* **Supplied records**:
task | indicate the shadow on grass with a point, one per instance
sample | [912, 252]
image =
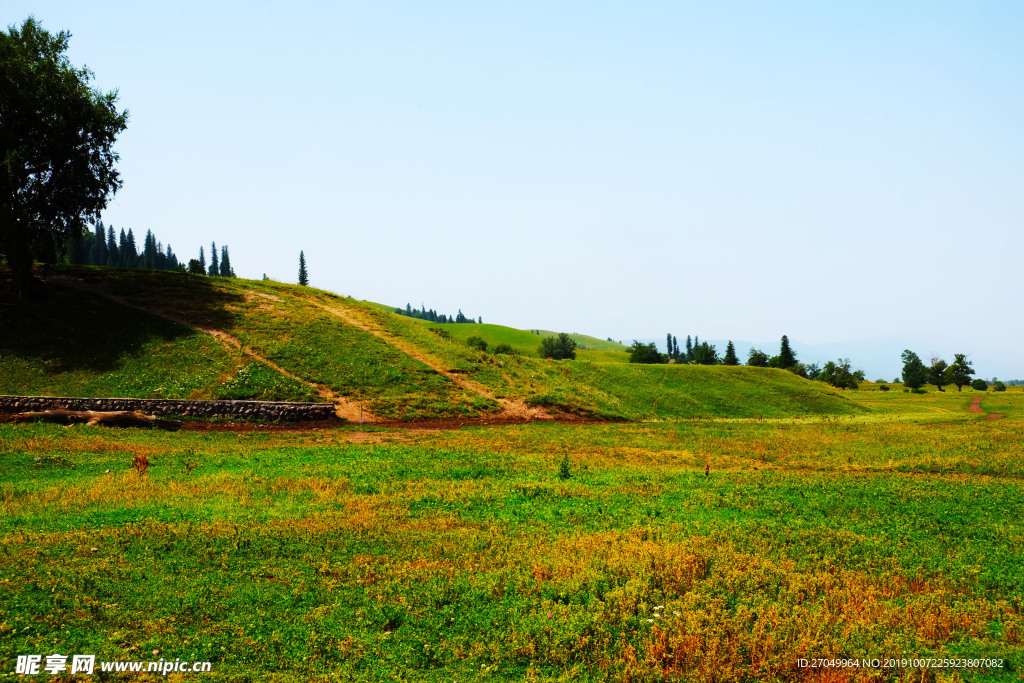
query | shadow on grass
[67, 327]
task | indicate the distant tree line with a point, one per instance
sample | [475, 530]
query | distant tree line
[433, 316]
[836, 373]
[939, 373]
[103, 247]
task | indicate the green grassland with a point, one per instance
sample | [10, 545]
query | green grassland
[543, 552]
[140, 334]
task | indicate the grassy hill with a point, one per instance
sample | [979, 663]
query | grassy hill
[108, 332]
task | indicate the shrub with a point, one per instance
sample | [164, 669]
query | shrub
[646, 353]
[561, 347]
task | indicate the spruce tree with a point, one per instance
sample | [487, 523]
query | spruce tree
[131, 251]
[214, 265]
[786, 358]
[148, 260]
[113, 258]
[303, 274]
[730, 355]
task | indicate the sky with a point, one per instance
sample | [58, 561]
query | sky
[847, 174]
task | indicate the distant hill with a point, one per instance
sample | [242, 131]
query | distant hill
[146, 334]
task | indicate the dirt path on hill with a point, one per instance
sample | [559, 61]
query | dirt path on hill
[511, 409]
[344, 408]
[975, 407]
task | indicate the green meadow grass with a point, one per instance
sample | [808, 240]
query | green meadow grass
[435, 556]
[397, 369]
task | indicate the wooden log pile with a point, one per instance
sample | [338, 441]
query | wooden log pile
[107, 419]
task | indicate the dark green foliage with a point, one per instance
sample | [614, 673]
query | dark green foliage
[757, 358]
[303, 274]
[961, 371]
[705, 354]
[839, 375]
[786, 358]
[730, 355]
[215, 263]
[938, 374]
[914, 372]
[431, 315]
[561, 347]
[646, 353]
[56, 147]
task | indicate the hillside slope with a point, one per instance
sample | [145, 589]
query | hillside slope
[108, 332]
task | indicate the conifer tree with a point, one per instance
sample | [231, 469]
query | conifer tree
[303, 274]
[113, 256]
[786, 358]
[148, 260]
[730, 355]
[131, 251]
[214, 265]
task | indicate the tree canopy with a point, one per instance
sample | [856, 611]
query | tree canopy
[961, 371]
[646, 353]
[56, 147]
[561, 347]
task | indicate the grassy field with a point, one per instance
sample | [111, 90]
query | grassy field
[148, 335]
[534, 552]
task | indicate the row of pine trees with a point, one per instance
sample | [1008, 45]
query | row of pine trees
[433, 316]
[104, 248]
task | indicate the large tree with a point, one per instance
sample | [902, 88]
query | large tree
[938, 373]
[961, 371]
[561, 347]
[56, 147]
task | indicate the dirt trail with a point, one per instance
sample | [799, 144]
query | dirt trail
[975, 407]
[343, 407]
[511, 409]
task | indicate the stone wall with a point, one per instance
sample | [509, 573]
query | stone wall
[260, 410]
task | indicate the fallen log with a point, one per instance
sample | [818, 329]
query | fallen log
[108, 419]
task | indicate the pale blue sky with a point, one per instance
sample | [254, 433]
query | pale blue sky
[838, 172]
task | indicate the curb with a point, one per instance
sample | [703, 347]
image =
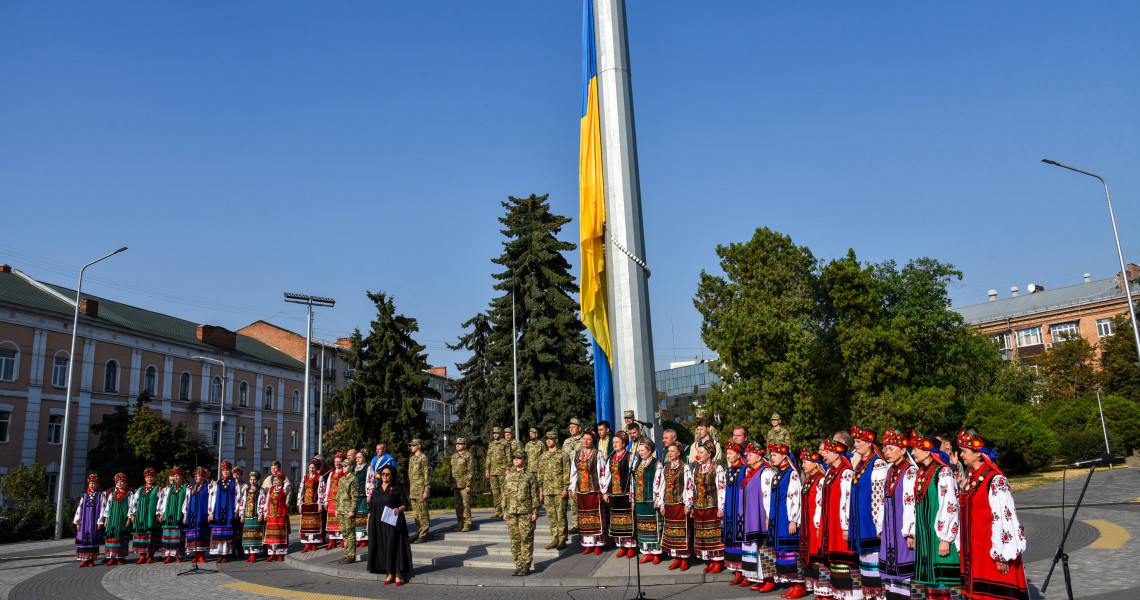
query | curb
[505, 581]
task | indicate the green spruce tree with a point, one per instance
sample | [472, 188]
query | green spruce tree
[383, 399]
[555, 376]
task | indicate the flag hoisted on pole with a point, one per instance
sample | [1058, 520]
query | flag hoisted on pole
[592, 213]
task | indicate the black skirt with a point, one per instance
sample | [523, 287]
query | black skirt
[389, 546]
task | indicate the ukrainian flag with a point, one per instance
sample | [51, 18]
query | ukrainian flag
[592, 218]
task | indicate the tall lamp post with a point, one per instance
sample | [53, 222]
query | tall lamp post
[1120, 253]
[221, 404]
[64, 484]
[310, 301]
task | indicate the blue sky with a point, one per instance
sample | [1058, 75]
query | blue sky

* **Task item**: Above are the lines; repeat exactly the ones from the line containing "task | indicate the black" down to the line containing "sample | [53, 222]", both inclusive.

* **Task response**:
task | indicate the black skirt with a point, one per instance
sample | [523, 287]
query | black skirt
[389, 546]
task | indicate the ukrainian flag with a point, one per instance
sample | [51, 18]
query | ukrainian flag
[592, 218]
task | indicate the tall lamp post with a point, one per instance
sample | [53, 222]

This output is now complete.